EXERCISE INSTRUCTIONS. Lines before the one containing "The response SHOULD carry one point per instance of the wooden" are excluded; reproduce that line and all lines after it in the entries below, exactly.

(Records)
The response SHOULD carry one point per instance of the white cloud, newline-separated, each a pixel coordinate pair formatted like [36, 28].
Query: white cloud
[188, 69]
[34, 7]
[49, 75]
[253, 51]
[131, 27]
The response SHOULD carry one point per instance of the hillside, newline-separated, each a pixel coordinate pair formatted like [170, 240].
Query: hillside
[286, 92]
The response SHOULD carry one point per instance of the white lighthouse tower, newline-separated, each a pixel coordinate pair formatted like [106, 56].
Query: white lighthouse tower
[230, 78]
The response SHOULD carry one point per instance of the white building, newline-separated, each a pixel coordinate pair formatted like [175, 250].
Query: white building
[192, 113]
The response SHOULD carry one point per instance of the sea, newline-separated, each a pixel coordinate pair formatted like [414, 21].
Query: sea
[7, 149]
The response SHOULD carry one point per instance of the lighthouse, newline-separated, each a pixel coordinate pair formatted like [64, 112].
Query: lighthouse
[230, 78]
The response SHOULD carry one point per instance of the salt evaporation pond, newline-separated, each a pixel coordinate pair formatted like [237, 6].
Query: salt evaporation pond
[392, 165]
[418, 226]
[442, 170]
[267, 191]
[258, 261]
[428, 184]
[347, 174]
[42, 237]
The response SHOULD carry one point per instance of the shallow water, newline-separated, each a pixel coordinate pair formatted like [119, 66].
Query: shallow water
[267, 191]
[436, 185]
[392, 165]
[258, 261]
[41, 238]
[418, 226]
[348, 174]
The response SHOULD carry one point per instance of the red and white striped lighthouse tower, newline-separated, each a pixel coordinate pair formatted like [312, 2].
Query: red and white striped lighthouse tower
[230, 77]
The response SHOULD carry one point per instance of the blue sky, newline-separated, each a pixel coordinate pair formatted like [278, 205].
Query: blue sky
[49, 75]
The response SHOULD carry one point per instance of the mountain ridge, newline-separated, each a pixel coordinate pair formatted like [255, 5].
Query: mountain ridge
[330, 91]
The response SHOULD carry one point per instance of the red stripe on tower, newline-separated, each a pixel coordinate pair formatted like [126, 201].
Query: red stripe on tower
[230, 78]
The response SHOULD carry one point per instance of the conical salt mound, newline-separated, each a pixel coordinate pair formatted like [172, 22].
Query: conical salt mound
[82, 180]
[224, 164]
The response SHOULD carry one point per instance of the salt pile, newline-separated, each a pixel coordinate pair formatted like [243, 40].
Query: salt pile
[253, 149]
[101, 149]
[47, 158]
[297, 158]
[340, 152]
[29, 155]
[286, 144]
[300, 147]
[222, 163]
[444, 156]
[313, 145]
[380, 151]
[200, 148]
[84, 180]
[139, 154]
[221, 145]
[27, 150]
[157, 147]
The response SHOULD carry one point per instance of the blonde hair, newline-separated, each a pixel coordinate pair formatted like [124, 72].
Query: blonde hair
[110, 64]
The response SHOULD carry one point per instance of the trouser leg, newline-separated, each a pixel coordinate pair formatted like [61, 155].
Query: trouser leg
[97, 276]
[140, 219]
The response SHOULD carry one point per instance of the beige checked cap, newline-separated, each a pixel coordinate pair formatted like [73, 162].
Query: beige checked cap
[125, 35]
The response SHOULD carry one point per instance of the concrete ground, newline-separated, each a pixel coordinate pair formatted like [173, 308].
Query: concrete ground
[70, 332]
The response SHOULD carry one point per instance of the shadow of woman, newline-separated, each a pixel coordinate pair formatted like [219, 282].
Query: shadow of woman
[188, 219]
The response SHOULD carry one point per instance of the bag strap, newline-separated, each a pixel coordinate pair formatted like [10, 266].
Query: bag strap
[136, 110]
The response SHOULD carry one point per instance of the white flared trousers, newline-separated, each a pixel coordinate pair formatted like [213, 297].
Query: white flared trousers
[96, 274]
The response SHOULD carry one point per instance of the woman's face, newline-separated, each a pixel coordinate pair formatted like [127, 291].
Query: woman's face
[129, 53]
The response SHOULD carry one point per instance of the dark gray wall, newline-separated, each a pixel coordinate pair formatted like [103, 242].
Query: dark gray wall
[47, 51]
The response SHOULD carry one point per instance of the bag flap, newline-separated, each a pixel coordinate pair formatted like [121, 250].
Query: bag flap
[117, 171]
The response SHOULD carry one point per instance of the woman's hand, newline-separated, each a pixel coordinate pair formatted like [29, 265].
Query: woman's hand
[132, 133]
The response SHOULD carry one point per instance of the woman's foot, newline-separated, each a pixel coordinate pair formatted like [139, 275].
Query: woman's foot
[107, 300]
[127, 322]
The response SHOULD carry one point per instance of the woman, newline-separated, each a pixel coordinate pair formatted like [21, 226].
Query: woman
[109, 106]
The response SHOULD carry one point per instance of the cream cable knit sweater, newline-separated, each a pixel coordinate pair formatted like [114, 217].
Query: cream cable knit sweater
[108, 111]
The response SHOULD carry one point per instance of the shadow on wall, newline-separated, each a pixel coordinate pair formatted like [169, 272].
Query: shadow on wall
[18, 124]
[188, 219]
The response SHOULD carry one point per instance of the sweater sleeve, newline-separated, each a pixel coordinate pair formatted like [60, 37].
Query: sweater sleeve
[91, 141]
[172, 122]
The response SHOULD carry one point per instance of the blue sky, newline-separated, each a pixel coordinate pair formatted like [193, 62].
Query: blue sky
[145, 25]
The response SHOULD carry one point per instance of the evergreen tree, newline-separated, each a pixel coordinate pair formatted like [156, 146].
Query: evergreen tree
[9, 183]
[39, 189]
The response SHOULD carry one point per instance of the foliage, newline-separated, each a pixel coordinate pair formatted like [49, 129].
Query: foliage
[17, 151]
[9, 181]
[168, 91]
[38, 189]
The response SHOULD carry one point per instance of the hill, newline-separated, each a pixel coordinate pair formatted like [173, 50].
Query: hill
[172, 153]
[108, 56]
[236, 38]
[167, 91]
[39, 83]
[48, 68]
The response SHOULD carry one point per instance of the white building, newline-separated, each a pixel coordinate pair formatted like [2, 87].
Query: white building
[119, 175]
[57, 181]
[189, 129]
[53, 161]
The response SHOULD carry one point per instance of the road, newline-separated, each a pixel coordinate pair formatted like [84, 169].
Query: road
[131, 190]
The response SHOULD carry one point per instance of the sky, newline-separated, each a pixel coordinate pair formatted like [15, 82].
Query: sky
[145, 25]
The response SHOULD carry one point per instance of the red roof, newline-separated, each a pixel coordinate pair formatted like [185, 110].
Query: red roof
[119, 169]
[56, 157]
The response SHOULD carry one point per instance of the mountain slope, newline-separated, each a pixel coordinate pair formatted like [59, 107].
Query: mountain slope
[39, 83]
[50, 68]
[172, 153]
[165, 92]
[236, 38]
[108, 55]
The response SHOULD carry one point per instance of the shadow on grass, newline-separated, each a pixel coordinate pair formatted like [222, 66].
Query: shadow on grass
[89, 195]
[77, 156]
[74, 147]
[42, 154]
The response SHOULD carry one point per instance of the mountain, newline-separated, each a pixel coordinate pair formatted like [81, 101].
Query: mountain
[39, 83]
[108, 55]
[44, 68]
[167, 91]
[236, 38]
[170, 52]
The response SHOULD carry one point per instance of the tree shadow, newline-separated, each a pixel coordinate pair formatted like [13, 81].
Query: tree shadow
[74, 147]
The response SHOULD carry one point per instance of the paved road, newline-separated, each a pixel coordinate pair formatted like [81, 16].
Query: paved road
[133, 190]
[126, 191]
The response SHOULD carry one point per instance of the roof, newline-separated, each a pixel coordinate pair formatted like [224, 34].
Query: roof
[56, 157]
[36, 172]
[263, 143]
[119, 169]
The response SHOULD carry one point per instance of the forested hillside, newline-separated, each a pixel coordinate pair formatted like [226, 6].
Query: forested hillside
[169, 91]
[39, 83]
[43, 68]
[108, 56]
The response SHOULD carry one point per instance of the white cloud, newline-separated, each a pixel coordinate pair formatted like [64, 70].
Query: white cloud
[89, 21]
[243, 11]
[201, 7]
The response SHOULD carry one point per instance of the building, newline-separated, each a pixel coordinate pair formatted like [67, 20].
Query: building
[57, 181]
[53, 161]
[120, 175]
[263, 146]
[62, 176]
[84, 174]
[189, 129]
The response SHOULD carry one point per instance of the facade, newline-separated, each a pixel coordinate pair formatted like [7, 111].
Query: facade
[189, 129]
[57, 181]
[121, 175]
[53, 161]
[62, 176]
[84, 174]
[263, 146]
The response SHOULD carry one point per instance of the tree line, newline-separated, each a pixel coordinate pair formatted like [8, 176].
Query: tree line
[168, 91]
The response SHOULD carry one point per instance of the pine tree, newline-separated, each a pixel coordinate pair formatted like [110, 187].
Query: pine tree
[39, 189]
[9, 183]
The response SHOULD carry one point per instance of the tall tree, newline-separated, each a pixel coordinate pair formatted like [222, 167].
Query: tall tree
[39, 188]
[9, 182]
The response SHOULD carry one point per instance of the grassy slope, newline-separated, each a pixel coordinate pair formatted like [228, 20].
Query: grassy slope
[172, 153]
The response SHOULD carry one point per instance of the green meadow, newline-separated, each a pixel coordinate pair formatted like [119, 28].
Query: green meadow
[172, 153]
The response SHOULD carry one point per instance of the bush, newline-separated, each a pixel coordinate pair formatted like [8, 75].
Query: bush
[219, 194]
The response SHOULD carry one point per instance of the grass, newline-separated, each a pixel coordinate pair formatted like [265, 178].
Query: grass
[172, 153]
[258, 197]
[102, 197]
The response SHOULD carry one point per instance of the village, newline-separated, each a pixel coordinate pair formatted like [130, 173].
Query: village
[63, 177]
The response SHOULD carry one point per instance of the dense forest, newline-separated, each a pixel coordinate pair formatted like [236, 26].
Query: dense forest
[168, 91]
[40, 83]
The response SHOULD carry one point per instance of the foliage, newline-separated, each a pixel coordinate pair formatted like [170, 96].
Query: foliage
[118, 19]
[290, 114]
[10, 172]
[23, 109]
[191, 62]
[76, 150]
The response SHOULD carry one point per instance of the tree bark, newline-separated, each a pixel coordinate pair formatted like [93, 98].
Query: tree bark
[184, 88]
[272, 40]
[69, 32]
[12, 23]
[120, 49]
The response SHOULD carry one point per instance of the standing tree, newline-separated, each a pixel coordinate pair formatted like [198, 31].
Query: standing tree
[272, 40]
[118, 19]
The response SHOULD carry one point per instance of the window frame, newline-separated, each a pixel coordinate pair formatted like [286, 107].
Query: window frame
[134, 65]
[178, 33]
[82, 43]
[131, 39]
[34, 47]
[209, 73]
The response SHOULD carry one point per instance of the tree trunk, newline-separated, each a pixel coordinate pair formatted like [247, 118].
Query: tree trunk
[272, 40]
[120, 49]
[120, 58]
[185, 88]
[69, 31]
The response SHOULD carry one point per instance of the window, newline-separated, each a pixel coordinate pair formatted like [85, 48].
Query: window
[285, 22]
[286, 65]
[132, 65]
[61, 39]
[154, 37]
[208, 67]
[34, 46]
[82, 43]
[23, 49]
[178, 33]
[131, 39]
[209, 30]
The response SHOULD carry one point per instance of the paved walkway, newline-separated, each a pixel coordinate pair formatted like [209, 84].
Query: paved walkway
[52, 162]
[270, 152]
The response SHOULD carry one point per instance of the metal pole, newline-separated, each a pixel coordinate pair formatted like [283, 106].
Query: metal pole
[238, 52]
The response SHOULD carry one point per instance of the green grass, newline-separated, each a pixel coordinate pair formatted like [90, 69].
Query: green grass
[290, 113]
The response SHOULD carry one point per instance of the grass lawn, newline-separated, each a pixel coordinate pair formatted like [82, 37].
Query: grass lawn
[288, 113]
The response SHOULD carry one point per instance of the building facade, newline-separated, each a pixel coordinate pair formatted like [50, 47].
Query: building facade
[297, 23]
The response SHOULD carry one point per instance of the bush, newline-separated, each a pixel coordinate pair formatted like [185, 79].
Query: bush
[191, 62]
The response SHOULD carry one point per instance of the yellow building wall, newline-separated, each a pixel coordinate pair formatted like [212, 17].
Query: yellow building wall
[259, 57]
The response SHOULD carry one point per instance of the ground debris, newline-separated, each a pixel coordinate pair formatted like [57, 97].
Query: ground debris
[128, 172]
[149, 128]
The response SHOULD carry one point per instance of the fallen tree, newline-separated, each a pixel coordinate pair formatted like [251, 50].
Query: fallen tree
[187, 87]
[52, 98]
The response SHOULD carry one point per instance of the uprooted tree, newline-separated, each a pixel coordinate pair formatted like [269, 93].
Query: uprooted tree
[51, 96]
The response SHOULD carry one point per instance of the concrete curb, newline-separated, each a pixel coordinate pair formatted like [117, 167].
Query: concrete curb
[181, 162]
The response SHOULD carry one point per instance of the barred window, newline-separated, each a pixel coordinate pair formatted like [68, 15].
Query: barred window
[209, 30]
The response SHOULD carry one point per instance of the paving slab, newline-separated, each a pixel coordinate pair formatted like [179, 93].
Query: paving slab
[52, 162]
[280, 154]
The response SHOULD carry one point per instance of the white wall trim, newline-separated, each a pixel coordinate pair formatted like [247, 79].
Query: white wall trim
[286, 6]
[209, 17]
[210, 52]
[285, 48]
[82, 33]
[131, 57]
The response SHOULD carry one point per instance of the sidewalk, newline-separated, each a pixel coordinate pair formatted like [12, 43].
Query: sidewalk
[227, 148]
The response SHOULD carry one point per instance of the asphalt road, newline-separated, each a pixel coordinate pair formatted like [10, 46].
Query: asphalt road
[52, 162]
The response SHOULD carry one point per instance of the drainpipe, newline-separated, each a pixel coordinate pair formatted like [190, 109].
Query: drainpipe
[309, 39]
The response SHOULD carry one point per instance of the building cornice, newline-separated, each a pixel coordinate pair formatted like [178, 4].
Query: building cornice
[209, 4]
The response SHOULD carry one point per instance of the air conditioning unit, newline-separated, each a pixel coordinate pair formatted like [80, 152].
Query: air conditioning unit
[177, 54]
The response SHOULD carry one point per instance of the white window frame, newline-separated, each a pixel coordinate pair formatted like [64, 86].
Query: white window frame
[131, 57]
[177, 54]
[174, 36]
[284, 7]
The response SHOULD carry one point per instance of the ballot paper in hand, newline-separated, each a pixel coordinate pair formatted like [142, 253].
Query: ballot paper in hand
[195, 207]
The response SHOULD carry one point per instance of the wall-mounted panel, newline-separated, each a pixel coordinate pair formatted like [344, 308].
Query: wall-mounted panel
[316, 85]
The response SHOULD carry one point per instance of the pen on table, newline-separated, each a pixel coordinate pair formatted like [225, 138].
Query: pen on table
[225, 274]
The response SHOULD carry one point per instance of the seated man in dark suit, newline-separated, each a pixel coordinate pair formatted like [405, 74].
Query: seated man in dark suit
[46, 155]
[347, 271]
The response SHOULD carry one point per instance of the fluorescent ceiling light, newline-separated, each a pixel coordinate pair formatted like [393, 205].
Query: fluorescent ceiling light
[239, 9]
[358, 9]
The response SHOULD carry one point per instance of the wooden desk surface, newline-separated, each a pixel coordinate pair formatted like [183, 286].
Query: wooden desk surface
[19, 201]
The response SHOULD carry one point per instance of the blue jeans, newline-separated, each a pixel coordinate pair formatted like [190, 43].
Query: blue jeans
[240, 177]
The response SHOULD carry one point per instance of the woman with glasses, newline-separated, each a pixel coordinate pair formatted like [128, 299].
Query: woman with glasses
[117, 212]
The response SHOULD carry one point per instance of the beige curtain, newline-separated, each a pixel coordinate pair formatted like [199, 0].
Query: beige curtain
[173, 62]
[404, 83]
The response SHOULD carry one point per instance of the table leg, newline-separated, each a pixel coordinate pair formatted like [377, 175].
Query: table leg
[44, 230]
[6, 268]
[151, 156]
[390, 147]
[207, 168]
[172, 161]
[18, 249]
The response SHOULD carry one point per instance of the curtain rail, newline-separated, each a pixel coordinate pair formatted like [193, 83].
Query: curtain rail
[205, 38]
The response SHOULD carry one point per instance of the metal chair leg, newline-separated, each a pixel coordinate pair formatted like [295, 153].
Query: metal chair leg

EXERCISE RESPONSE.
The response SHOULD carry one point per instance of the wooden desk surface, newline-separated, each a pixel coordinate pair formatted like [183, 286].
Query: wooden desk surface
[19, 201]
The response SHOULD carry one point per instance of the blue jeans, newline-separated, each a pixel coordinate pair formatted like [190, 43].
Query: blue jeans
[240, 177]
The response SHOULD carry one point per instance of the woman with glasses, newline-separated, each a pixel coordinate pair formatted like [128, 299].
Query: woman with glasses
[117, 212]
The response SHOULD carry one point per instance of the beige curtain, newline-separated, each a pixel coordinate pair formatted like [199, 0].
Query: beige curtain
[173, 62]
[404, 83]
The response SHOULD carry one point per instance of the table leg, newline-separated, each a pixel coordinate pair formatted like [377, 175].
Query: table leg
[44, 230]
[6, 268]
[151, 156]
[390, 147]
[207, 168]
[172, 161]
[18, 249]
The response SHOULD carry one point per instance of the curtain rail, newline-separated, each a pixel coordinate pair formatted like [193, 83].
Query: curtain rail
[205, 38]
The response SHOULD carry one point per instance of the metal chair leg, newline-separated, each a pixel coordinate pair formatted like [295, 153].
Query: metal chair leg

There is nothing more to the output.